DIRECTIONS =
**A.** Repeat the forum thread on hosting services word for word, from its title to its final line.
**B.** Please reproduce the lines of the entries starting at the line that contains "Where can you see the pile" and ending at the line that contains "(747, 1067)", with both of those lines included. Give only those lines.

━━━━━ EXCERPTED TEXT

# Question about Hosting services.



## FilledVoid (May 18, 2012)

I was recently asked by my uncle to get him some webspace for his small store and he gave me a link which I was to use as a reference. 

Here

Has anyone actually used these services and found them to be positive? I ask cause when things tend to be too good to be true - it often is.


----------



## coolpcguy (May 19, 2012)

BlueHost & DreamHost are pretty good. Have previously used them.


----------



## mrintech (May 19, 2012)

Go with Hawkhost  They are cheap and reliable


----------



## clmlbx (May 19, 2012)

I have not found any cheaper plan then their's
Hostso


----------



## hsr (May 19, 2012)

Consider the following alternatives:
Business Web Hosting | InMotion Hosting $6+
Web Hosting features - Just Host web hosting features $6+
Web Hosting by FatCow - The Original FatCow Plan $8+
Web Hosting Features - Included in All Plans | Web Hosting Hub $7+
or the infamous Host4Cheap WebHosting & Domain Registration - Budget Hosting Plans 120 - 200 INR


----------



## azazqadir (Aug 22, 2016)

If your uncle's website is build on PHP, then you could try our Cloudways hosting. They provide a managed hosting platform that allows you to host PHP based websites on cloud servers in just few minutes. Since they are managed hosting, you don't have to worry about installing and managing OS and stack. Server management and system administration is handled by their team


----------



## kunnusingh (Sep 2, 2016)

You can make a website using wordpress software for your uncle, It will be so easy to make a site with wordpress. Now a days most of provider provide a automatic software installation tool for installing blog software.

Install wordpress then install suitable theme and then you can start posting your content.


----------



## TechnoBOY (Sep 2, 2016)

kunnusingh said:


> You can make a website using wordpress software for your uncle, It will be so easy to make a site with wordpress. Now a days most of provider provide a automatic software installation tool for installing blog software.
> 
> Install wordpress then install suitable theme and then you can start posting your content.


Its a 4 year old thread.


----------



## kunnusingh (Sep 8, 2016)

TechnoBOY said:


> Its a 4 year old thread.



Last 2 response show 02-09-2016. People who search in google does not check thread age.

I have a own forum and I keep updating old thread so It can become more useful for visitors and it also increase SEO. Peoples don't use outdated product.


----------

━━━━━━━━━━
━━━━━ EXTRACTED RECORDS

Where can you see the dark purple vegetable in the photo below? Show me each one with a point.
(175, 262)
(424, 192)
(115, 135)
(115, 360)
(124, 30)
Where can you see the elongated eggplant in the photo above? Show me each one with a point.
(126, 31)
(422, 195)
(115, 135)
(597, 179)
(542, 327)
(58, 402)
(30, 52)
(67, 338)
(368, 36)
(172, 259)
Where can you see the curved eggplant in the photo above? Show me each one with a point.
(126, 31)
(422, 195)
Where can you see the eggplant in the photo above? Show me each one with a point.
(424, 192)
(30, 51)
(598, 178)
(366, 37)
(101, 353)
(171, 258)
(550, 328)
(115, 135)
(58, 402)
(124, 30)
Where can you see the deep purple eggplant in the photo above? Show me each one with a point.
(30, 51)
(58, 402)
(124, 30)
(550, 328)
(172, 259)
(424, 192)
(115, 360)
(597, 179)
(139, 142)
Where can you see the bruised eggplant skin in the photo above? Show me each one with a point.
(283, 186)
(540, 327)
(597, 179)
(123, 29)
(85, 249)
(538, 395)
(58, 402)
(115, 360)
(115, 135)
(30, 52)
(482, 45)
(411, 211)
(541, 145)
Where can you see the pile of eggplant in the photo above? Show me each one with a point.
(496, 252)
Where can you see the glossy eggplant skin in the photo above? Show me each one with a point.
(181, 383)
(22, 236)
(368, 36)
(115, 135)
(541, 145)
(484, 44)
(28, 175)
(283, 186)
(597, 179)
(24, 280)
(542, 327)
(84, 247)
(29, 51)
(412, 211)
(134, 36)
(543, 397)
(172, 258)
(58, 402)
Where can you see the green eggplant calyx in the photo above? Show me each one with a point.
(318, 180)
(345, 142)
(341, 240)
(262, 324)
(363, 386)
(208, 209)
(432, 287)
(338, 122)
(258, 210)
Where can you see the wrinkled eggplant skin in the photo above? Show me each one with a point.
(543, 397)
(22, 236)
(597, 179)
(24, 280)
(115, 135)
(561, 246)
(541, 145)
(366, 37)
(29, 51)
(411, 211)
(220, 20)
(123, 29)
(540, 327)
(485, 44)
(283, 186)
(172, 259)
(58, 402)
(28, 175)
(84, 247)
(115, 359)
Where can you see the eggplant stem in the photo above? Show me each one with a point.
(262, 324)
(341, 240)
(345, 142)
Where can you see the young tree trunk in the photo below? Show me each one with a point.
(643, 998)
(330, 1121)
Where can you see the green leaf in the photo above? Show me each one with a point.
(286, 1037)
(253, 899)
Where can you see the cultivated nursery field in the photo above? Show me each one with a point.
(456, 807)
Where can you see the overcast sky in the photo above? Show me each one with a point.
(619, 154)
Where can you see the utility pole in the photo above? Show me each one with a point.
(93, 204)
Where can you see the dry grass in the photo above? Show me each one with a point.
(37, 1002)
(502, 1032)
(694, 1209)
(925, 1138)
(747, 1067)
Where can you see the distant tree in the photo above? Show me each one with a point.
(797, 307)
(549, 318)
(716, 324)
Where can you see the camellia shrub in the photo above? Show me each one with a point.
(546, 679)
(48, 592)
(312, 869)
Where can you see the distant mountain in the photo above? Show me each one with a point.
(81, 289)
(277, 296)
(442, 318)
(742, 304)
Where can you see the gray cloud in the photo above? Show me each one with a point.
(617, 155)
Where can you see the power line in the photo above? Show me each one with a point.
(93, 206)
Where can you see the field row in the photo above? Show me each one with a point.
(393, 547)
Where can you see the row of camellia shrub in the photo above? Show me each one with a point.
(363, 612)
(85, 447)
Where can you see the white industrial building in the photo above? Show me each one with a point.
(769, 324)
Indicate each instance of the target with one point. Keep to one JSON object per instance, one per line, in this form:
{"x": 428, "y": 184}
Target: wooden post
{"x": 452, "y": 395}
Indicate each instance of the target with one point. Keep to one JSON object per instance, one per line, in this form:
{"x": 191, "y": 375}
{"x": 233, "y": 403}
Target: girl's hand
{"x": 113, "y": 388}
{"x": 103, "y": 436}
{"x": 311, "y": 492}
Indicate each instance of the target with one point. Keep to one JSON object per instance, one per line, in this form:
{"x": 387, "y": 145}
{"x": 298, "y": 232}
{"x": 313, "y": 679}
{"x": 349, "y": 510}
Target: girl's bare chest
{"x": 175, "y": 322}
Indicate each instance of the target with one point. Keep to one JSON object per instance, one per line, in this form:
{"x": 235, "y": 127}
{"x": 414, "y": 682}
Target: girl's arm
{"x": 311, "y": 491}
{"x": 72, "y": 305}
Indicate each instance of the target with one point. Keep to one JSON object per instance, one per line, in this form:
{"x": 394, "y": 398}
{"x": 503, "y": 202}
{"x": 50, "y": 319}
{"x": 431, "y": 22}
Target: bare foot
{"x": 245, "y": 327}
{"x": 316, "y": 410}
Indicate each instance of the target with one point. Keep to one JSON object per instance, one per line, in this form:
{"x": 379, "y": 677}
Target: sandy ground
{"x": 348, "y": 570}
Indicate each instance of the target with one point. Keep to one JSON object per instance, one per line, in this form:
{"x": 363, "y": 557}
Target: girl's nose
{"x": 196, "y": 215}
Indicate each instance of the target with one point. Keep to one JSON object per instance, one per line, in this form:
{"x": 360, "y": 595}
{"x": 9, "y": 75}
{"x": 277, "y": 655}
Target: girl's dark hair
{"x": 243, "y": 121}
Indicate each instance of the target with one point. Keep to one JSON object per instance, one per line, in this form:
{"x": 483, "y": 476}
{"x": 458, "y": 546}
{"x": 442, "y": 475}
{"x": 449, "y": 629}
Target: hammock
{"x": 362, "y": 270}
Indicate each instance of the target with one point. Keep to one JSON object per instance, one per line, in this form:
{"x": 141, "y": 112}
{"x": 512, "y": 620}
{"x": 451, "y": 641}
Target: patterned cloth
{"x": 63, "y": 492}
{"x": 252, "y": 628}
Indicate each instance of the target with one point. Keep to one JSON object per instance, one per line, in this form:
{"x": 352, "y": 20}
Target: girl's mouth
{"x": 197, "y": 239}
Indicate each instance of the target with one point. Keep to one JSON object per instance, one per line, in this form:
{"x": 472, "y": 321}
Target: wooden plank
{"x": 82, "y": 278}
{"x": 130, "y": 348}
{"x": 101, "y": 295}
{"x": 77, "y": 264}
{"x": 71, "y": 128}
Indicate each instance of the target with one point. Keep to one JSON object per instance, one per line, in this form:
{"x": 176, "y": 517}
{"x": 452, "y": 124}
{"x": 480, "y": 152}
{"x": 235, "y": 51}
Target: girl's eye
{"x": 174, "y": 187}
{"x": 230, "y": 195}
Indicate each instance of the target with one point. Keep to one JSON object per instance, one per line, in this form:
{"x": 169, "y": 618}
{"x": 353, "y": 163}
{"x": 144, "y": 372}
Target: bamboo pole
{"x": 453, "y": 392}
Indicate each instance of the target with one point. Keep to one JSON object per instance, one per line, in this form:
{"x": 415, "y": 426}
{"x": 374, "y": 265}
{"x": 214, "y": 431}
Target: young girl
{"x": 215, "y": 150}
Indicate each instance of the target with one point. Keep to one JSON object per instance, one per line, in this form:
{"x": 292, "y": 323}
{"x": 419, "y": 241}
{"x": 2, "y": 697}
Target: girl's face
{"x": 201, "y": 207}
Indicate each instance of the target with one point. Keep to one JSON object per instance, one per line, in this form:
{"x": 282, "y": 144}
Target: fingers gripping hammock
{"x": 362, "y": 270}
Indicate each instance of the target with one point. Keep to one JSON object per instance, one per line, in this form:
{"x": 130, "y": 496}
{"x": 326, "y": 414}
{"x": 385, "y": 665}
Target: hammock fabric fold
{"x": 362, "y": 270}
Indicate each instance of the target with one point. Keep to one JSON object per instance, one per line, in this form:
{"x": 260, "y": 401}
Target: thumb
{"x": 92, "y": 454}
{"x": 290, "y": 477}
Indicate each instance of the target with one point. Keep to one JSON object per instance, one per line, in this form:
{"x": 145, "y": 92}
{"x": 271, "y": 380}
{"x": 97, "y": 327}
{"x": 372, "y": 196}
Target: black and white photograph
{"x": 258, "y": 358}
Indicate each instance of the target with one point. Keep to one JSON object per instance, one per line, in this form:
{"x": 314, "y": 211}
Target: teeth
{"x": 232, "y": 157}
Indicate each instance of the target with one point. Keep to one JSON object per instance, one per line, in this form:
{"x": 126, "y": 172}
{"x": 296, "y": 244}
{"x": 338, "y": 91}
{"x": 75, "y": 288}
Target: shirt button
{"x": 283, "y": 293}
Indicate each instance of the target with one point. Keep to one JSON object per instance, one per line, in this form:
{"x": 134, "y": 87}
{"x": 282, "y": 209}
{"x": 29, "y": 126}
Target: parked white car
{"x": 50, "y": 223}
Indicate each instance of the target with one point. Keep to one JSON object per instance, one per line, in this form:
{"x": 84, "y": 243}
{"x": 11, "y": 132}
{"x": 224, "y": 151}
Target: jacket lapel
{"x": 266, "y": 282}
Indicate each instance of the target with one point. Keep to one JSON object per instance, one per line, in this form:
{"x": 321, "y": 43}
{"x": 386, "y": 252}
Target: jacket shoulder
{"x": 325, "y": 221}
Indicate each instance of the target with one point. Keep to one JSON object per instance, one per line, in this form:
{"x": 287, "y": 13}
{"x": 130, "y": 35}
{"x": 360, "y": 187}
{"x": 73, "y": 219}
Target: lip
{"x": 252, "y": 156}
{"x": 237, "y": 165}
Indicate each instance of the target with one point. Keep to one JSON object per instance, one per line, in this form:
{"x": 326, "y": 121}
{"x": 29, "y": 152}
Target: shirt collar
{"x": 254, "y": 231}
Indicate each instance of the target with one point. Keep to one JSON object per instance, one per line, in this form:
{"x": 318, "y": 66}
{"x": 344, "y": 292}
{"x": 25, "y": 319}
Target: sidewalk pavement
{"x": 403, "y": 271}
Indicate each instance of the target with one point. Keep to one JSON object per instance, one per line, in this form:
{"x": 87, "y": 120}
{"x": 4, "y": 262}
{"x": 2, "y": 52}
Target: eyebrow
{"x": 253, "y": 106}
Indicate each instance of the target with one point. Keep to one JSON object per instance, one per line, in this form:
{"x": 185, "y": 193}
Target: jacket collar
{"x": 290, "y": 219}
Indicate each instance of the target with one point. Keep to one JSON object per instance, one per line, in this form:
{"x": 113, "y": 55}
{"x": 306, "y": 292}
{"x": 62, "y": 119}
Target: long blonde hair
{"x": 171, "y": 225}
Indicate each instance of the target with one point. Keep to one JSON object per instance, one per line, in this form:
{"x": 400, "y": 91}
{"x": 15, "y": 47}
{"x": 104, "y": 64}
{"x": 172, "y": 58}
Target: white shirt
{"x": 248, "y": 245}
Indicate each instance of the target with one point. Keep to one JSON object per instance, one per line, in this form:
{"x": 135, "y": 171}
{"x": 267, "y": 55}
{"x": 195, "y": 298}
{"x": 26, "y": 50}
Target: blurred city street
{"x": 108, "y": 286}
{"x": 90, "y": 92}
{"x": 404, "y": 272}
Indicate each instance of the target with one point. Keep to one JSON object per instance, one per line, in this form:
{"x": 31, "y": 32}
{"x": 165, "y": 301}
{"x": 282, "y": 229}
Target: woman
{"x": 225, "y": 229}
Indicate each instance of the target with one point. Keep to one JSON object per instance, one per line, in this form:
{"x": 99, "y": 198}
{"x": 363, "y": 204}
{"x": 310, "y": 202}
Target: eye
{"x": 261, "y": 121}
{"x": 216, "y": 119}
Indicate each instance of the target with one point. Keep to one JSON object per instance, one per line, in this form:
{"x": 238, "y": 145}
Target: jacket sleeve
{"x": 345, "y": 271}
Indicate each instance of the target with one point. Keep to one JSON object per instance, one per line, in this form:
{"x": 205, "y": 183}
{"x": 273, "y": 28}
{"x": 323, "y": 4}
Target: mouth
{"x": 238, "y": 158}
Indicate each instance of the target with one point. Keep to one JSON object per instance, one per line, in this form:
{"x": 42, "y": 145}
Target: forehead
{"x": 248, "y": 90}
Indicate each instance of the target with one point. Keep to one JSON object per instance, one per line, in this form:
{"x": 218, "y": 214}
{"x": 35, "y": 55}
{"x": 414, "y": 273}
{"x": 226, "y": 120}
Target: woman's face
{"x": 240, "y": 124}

━━━━━━━━━━

RESPONSES PER TASK =
**A.**
# Question about Hosting services.



## FilledVoid (May 18, 2012)

I was recently asked by my uncle to get him some webspace for his small store and he gave me a link which I was to use as a reference. 

Here

Has anyone actually used these services and found them to be positive? I ask cause when things tend to be too good to be true - it often is.


----------



## coolpcguy (May 19, 2012)

BlueHost & DreamHost are pretty good. Have previously used them.


----------



## mrintech (May 19, 2012)

Go with Hawkhost  They are cheap and reliable


----------



## clmlbx (May 19, 2012)

I have not found any cheaper plan then their's
Hostso


----------



## hsr (May 19, 2012)

Consider the following alternatives:
Business Web Hosting | InMotion Hosting $6+
Web Hosting features - Just Host web hosting features $6+
Web Hosting by FatCow - The Original FatCow Plan $8+
Web Hosting Features - Included in All Plans | Web Hosting Hub $7+
or the infamous Host4Cheap WebHosting & Domain Registration - Budget Hosting Plans 120 - 200 INR


----------



## azazqadir (Aug 22, 2016)

If your uncle's website is build on PHP, then you could try our Cloudways hosting. They provide a managed hosting platform that allows you to host PHP based websites on cloud servers in just few minutes. Since they are managed hosting, you don't have to worry about installing and managing OS and stack. Server management and system administration is handled by their team


----------



## kunnusingh (Sep 2, 2016)

You can make a website using wordpress software for your uncle, It will be so easy to make a site with wordpress. Now a days most of provider provide a automatic software installation tool for installing blog software.

Install wordpress then install suitable theme and then you can start posting your content.


----------



## TechnoBOY (Sep 2, 2016)

kunnusingh said:


> You can make a website using wordpress software for your uncle, It will be so easy to make a site with wordpress. Now a days most of provider provide a automatic software installation tool for installing blog software.
> 
> Install wordpress then install suitable theme and then you can start posting your content.


Its a 4 year old thread.


----------



## kunnusingh (Sep 8, 2016)

TechnoBOY said:


> Its a 4 year old thread.



Last 2 response show 02-09-2016. People who search in google does not check thread age.

I have a own forum and I keep updating old thread so It can become more useful for visitors and it also increase SEO. Peoples don't use outdated product.


----------

**B.**
Where can you see the pile of eggplant in the photo above? Show me each one with a point.
(496, 252)
Where can you see the glossy eggplant skin in the photo above? Show me each one with a point.
(181, 383)
(22, 236)
(368, 36)
(115, 135)
(541, 145)
(484, 44)
(28, 175)
(283, 186)
(597, 179)
(24, 280)
(542, 327)
(84, 247)
(29, 51)
(412, 211)
(134, 36)
(543, 397)
(172, 258)
(58, 402)
Where can you see the green eggplant calyx in the photo above? Show me each one with a point.
(318, 180)
(345, 142)
(341, 240)
(262, 324)
(363, 386)
(208, 209)
(432, 287)
(338, 122)
(258, 210)
Where can you see the wrinkled eggplant skin in the photo above? Show me each one with a point.
(543, 397)
(22, 236)
(597, 179)
(24, 280)
(115, 135)
(561, 246)
(541, 145)
(366, 37)
(29, 51)
(411, 211)
(220, 20)
(123, 29)
(540, 327)
(485, 44)
(283, 186)
(172, 259)
(58, 402)
(28, 175)
(84, 247)
(115, 359)
Where can you see the eggplant stem in the photo above? Show me each one with a point.
(262, 324)
(341, 240)
(345, 142)
Where can you see the young tree trunk in the photo below? Show me each one with a point.
(643, 998)
(330, 1121)
Where can you see the green leaf in the photo above? Show me each one with a point.
(286, 1037)
(253, 899)
Where can you see the cultivated nursery field in the photo above? Show me each one with a point.
(456, 807)
Where can you see the overcast sky in the photo above? Show me each one with a point.
(619, 154)
Where can you see the utility pole in the photo above? Show me each one with a point.
(93, 204)
Where can you see the dry grass in the photo above? Show me each one with a point.
(37, 1002)
(502, 1032)
(694, 1209)
(925, 1138)
(747, 1067)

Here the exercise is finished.